[Material supplied]
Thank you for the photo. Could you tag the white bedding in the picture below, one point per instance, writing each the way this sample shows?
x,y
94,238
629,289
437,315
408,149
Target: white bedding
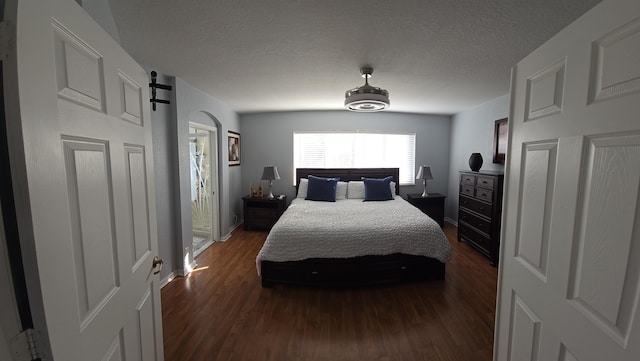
x,y
349,228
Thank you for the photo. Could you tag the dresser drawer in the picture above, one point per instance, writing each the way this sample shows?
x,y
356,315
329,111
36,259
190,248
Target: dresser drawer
x,y
475,221
468,179
476,206
469,234
467,190
485,182
484,194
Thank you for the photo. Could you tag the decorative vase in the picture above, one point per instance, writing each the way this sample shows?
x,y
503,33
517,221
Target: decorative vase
x,y
475,161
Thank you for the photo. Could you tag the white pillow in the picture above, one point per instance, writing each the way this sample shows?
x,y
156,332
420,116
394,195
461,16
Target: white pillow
x,y
302,188
355,189
341,190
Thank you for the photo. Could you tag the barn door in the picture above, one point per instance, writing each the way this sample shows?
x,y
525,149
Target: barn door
x,y
82,168
570,263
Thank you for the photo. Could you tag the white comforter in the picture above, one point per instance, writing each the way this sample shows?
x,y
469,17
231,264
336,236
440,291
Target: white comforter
x,y
349,228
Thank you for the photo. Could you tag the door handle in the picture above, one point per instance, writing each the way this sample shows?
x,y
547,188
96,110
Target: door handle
x,y
157,261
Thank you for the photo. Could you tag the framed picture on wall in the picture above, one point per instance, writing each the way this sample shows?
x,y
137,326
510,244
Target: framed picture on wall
x,y
234,148
500,133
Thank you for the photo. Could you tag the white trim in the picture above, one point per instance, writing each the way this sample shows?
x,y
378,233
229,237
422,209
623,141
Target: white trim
x,y
165,281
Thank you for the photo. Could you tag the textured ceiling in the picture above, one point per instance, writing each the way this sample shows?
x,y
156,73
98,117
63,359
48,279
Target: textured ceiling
x,y
433,56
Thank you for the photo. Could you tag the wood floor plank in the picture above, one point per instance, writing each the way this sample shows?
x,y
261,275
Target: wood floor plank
x,y
221,312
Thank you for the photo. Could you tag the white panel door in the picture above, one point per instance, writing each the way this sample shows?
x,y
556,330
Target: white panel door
x,y
82,162
569,283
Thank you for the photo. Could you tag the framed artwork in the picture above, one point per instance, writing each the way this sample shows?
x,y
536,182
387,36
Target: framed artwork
x,y
500,134
234,148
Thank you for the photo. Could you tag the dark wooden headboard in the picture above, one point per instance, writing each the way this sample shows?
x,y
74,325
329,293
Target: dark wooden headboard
x,y
349,174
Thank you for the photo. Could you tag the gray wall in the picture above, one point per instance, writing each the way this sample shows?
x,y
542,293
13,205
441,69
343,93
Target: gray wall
x,y
163,127
472,132
267,138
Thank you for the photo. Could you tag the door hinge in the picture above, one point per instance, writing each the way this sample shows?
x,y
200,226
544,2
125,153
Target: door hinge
x,y
25,346
7,39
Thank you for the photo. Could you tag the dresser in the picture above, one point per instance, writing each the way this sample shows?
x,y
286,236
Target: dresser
x,y
480,211
431,205
262,213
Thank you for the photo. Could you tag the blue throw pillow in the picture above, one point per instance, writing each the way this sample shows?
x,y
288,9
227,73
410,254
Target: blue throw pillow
x,y
377,189
321,189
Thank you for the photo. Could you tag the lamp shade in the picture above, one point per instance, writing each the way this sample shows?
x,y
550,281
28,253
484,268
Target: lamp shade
x,y
270,173
424,173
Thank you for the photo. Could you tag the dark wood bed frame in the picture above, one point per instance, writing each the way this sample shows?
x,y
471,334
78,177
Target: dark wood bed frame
x,y
356,271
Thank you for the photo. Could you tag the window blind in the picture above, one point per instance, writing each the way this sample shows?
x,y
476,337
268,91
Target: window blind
x,y
356,150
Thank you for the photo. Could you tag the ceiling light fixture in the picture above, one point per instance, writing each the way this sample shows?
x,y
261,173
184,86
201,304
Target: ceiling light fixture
x,y
366,98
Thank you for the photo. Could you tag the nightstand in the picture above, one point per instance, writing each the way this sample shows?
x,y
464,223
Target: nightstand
x,y
262,213
431,205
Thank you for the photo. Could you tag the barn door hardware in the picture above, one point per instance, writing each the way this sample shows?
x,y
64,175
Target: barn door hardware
x,y
153,85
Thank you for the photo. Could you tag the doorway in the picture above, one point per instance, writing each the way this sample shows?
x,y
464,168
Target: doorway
x,y
203,185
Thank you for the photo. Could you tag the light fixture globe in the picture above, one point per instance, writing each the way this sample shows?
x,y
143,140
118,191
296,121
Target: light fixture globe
x,y
366,98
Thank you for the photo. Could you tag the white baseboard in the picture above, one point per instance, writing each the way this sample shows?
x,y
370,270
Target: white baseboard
x,y
451,221
165,281
228,235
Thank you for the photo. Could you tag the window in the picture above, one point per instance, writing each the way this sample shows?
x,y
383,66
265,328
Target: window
x,y
356,150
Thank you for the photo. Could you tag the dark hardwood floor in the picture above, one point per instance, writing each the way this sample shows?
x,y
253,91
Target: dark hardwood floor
x,y
221,312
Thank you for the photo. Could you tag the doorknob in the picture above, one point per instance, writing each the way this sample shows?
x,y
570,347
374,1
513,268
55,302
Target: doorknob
x,y
157,262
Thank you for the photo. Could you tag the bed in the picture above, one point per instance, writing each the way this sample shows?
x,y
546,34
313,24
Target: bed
x,y
349,242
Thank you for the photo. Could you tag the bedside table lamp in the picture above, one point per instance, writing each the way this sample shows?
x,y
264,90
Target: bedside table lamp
x,y
270,173
424,173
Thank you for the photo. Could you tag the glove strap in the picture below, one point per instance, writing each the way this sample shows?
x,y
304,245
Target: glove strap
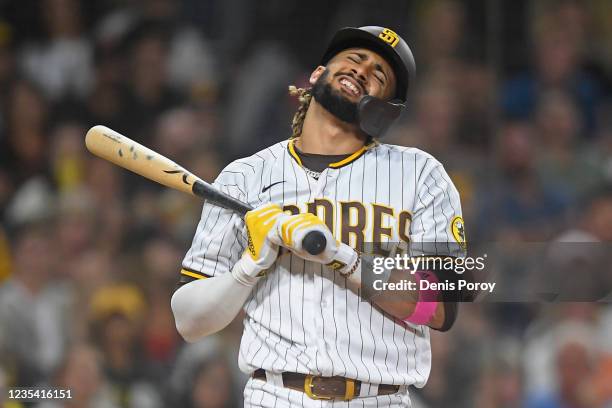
x,y
240,274
347,262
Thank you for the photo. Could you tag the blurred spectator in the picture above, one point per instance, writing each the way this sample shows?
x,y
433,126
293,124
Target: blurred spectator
x,y
148,93
35,309
5,257
117,313
203,82
576,359
521,205
68,158
81,373
202,377
557,64
61,64
24,152
562,161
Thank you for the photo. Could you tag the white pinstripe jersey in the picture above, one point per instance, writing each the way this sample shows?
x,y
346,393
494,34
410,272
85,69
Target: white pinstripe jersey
x,y
301,317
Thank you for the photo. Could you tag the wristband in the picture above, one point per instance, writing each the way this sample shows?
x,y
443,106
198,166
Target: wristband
x,y
426,305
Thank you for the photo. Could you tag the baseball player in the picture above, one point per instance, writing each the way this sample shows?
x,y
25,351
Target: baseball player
x,y
310,339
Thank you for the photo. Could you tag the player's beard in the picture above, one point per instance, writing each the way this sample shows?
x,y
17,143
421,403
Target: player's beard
x,y
333,101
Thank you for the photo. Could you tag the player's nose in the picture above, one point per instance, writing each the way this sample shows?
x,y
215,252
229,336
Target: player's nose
x,y
359,73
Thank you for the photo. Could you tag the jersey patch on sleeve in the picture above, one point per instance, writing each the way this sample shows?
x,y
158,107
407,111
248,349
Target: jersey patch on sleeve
x,y
458,230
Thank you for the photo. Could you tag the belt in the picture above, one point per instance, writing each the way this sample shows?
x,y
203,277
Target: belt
x,y
325,388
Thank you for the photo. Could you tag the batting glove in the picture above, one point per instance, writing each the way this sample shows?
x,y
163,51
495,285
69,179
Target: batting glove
x,y
261,251
293,228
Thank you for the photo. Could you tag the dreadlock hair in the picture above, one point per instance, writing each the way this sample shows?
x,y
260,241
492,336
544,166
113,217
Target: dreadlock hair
x,y
304,97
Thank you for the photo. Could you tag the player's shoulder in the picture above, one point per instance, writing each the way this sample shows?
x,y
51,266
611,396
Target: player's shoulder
x,y
412,155
252,164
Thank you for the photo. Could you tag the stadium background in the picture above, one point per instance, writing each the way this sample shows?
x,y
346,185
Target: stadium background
x,y
513,97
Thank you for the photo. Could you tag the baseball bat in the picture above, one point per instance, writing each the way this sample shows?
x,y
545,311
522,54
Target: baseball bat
x,y
124,152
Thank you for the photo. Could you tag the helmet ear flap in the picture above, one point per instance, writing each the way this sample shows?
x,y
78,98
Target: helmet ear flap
x,y
376,116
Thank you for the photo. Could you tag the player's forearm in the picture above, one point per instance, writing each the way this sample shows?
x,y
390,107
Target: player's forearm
x,y
401,304
206,306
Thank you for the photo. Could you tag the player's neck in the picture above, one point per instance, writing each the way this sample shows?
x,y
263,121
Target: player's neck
x,y
323,133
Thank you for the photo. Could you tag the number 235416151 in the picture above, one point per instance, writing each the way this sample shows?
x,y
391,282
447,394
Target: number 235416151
x,y
37,394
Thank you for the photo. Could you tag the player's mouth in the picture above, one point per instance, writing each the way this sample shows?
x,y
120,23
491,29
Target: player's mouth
x,y
350,86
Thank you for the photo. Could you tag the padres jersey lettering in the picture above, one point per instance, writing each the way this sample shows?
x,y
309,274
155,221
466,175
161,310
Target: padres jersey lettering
x,y
301,317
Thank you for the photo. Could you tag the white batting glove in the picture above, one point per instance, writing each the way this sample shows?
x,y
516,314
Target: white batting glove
x,y
293,228
261,251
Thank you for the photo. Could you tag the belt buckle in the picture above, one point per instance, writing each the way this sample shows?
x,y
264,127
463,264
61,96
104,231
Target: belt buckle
x,y
308,385
348,395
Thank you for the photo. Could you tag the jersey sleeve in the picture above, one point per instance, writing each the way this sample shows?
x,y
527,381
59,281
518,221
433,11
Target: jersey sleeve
x,y
220,237
437,224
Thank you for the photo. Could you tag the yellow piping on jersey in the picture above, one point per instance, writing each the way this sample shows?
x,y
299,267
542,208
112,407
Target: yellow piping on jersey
x,y
338,164
349,159
192,274
294,154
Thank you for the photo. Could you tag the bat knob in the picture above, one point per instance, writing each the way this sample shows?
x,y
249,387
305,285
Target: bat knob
x,y
314,242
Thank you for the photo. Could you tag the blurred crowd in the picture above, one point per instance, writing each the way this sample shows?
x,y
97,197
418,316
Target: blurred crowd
x,y
514,98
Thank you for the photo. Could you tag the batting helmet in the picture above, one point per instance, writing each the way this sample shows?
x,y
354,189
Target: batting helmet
x,y
384,42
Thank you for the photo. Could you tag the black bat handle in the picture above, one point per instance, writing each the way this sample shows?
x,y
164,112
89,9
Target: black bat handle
x,y
314,242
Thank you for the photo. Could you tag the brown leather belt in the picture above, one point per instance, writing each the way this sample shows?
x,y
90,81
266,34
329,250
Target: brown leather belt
x,y
325,388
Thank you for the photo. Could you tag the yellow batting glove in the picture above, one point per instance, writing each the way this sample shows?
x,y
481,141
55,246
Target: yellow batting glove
x,y
261,251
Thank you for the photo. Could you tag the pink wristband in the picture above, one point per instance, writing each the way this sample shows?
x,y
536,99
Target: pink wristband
x,y
425,307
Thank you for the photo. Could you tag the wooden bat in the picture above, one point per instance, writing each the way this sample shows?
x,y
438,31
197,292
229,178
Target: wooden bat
x,y
122,151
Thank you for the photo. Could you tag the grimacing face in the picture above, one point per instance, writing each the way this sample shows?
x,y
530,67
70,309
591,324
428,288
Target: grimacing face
x,y
356,72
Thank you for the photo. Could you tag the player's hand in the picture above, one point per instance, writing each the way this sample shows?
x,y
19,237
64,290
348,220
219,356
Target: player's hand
x,y
292,229
261,251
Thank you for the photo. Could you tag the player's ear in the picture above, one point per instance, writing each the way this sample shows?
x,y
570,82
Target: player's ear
x,y
316,74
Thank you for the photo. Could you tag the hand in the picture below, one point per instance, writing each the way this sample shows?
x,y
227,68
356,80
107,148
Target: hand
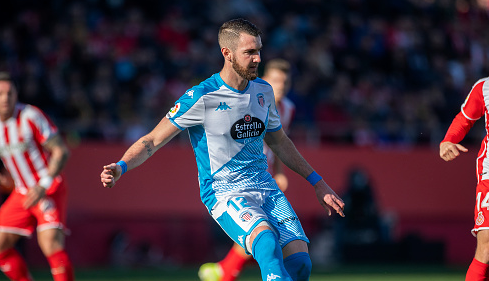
[/Material supplied]
(What is expected)
Count the lines in the material above where the word "below" occurs, and reply with nothing but the number.

(Answer for this exercise)
3